> [Goal] Rewrite the data below with "image coordinates" in place of every occurrence of "pixel coordinates", leaving all other text unchanged.

— BEGIN —

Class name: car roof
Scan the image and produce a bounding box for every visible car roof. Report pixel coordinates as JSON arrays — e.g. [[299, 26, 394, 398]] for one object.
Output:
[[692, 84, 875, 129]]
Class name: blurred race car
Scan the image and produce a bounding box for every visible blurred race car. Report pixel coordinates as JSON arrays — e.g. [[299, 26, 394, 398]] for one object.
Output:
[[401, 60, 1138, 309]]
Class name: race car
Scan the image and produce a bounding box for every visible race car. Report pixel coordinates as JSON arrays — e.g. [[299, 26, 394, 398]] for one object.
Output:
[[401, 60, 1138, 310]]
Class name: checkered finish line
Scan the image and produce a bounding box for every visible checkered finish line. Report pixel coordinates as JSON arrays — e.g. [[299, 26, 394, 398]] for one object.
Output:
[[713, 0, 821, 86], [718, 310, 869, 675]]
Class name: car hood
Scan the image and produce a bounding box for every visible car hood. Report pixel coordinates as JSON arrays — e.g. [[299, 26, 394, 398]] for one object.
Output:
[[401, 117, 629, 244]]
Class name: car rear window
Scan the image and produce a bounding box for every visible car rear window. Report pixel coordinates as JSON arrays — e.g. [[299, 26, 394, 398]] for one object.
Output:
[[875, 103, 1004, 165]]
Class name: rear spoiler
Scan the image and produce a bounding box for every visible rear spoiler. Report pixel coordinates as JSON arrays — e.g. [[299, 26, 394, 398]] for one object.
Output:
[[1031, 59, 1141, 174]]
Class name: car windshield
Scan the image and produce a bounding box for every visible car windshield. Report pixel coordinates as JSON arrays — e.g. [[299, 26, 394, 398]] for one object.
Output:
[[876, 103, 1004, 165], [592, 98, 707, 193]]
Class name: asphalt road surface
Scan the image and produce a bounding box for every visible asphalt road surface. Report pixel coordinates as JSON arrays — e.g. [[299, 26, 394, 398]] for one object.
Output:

— END —

> [Problem solution]
Class name: car roof
Scan the image and produce a bounding box for every visible car roof. Report image coordinates as JSON arrays — e.g. [[299, 26, 394, 398]] for one object.
Output:
[[692, 84, 875, 129]]
Class name: blurred race car
Scan the image and produce a bounding box for every visible blurred race car. Report image coordinates as JSON arrays — e.g. [[299, 26, 394, 398]] for one object.
Output:
[[401, 60, 1138, 309]]
Class name: race car
Scan the image and produce a bounding box for every visible race car. Report image coordinates as JSON arrays — e.g. [[299, 26, 394, 398]] for one object.
Output:
[[401, 60, 1138, 310]]
Class name: checkered finish line
Scan the image and produce a bounding box for every visible checkered finish line. Report image coordinates as JSON arrays — e.g. [[299, 26, 394, 398]] for one object.
Output:
[[713, 0, 821, 86], [718, 310, 869, 675]]
Class name: car hood
Scan the image and produce a bounding box for every visible car hood. Report image coordinates as JSON arrays — e.g. [[299, 26, 394, 398]] for one object.
Output:
[[401, 117, 629, 244]]
Class name: car rear window
Scan the image and produce a bounding box for every visible car rear window. Report image coordinates as JSON arrays — e.g. [[299, 26, 394, 398]] for one object.
Output:
[[875, 103, 1004, 165]]
Class name: rear spoiler
Scan the image and produce a bounding box for every visible rear spoiler. Report image coordinates as JSON arrays — e.g. [[299, 26, 394, 398]] for one object.
Output:
[[1031, 59, 1141, 174]]
Class name: car windshield
Scan the image and produce a bounding box for every visible car windshield. Report image coordinates as JSON arrays — e.g. [[299, 26, 394, 398]] for one object.
Output:
[[876, 103, 1004, 165], [592, 98, 707, 193]]
Class name: asphalt road surface
Scan the image and produce a bounding box for every visible asphalt road surface. Report image coordinates as JSON arrays — e.g. [[299, 26, 394, 398]] for one object.
Output:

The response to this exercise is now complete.